__A run of records__.
• • • • • • •

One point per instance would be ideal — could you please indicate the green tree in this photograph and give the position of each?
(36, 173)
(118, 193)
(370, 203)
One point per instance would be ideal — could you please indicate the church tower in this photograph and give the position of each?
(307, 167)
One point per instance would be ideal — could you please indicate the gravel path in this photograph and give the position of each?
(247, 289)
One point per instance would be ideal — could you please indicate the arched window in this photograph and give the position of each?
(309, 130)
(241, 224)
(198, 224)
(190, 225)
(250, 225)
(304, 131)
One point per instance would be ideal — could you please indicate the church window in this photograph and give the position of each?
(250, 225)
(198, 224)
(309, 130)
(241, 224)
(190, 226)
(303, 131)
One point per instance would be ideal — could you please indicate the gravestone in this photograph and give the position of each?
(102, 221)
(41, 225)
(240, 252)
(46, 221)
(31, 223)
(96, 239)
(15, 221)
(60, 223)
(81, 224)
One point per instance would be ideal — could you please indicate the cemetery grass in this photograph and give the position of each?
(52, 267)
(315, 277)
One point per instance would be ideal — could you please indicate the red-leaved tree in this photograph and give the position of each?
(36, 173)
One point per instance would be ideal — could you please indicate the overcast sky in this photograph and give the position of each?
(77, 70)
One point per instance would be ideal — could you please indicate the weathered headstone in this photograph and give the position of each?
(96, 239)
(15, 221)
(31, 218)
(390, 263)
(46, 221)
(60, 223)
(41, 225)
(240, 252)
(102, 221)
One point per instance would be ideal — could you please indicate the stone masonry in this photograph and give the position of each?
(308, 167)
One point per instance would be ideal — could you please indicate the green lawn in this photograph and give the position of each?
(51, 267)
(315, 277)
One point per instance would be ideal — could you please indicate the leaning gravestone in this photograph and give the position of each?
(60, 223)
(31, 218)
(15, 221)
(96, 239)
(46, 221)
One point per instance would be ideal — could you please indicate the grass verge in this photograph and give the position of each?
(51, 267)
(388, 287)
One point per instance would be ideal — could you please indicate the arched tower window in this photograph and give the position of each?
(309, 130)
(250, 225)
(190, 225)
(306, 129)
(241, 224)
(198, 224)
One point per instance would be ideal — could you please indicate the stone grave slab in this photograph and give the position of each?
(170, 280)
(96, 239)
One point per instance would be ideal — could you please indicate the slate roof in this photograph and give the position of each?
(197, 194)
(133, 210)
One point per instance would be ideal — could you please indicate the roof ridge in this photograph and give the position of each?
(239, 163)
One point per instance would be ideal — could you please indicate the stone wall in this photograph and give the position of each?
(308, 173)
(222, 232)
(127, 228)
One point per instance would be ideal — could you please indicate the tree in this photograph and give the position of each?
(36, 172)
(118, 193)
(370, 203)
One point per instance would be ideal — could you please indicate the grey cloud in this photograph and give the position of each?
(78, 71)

• • • • • • •

__TASK STATEMENT__.
Your task is to print all of the records exactly.

__TASK RESPONSE__.
One point per instance would be ideal — could you please indicate the green tree in this photograph and give the position of each?
(36, 173)
(118, 193)
(370, 203)
One point per instance would be ideal — could you please indicate the church tower in this photograph and give the position of each?
(307, 167)
One point per instance would be ideal — could you please indicate the gravel path in this photograph and give the position of each?
(247, 289)
One point per instance would be ideal — could you please indicate the arched window in this photograph and give the position of each?
(309, 130)
(241, 224)
(198, 224)
(190, 225)
(250, 225)
(304, 131)
One point per instance would be ideal — could you please indicate the church window in this photograph and give the position of each?
(250, 225)
(198, 224)
(309, 130)
(241, 224)
(190, 226)
(303, 131)
One point per instance would be ideal — could you please indicate the gravestone in this photograph and give the position of each?
(102, 221)
(41, 225)
(240, 252)
(46, 221)
(31, 223)
(96, 239)
(15, 221)
(60, 223)
(81, 224)
One point per instance would be ideal — could you please indicate the cemetery grass in this photograph and give the position of each?
(52, 267)
(315, 277)
One point per instance would be ideal — could you please indicate the red-leaved tree in this photograph and give the position of each?
(36, 173)
One point per instance would be ideal — could you please indicate the overcast sky in this photograph and give the position of each?
(77, 70)
One point per instance would be ideal — could you please indicate the weathered headstone in this photograph and give the position of each?
(96, 239)
(15, 221)
(31, 218)
(390, 263)
(46, 221)
(60, 223)
(41, 225)
(240, 252)
(102, 221)
One point per instance would be ideal — could you please indicate the stone masonry in this photograph and give the position of each?
(308, 167)
One point per instance would be ideal — could you please indicate the green lawn in this photograph and give the position of each?
(51, 267)
(315, 277)
One point per instance would be ideal — could you please indicate the leaning gravestone in this photograph and give the position of each?
(60, 223)
(31, 218)
(15, 221)
(96, 239)
(46, 221)
One point per instance would be ideal — could you please indicate the grass verge in this photograph and give the position of each?
(51, 267)
(388, 287)
One point per instance would be ideal — could you please indicate the arched tower window in this photograph and give the position of each?
(309, 130)
(250, 225)
(190, 225)
(306, 129)
(241, 224)
(198, 224)
One point per instance would be ideal — could you please indicate the stone grave slab in this photograph and give the position of each?
(170, 280)
(96, 239)
One point per instance would be ideal — could you please indicate the slate roof in this photograph and give the position of each?
(197, 194)
(133, 210)
One point per instance would be ideal — could you please indicate the roof ridge in this photograph and give the position of each?
(239, 163)
One point per instance would be ideal — could you please indicate the stone wall in this photograph and give the position of each?
(308, 173)
(222, 232)
(127, 228)
One point per instance would be ideal — could you please indicate the tree in this photograph and give the position of each?
(36, 172)
(118, 193)
(370, 203)
One point per instance would be ideal — could you please indicate the grey cloud in this photograph and give the position of each?
(78, 71)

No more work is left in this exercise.